• [MATERIAL]

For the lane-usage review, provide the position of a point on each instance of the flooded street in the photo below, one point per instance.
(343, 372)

* * *

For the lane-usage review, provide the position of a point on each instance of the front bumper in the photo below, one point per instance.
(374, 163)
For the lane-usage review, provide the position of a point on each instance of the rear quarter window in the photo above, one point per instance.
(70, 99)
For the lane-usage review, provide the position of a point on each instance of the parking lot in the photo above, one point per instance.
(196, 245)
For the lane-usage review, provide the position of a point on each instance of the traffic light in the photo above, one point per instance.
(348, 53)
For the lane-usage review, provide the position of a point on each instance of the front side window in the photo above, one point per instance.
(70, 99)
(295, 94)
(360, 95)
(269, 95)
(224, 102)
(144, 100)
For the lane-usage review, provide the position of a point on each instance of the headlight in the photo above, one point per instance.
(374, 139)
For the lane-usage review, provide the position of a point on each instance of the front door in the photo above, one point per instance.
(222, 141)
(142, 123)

* * *

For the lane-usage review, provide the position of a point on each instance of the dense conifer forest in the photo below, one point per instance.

• [REQUIREMENT] Select every line in the data above that contains the word "window", treating uppercase and lowercase as different, and copy each one in full.

• [ANSWER BELOW]
For the lane-usage review, provide the position of a point on each instance of the rear quarter window in the photo above, one point per instance.
For the lane-usage review, provide the position of a point on each instance of the front side window in the photo above, one point per instance.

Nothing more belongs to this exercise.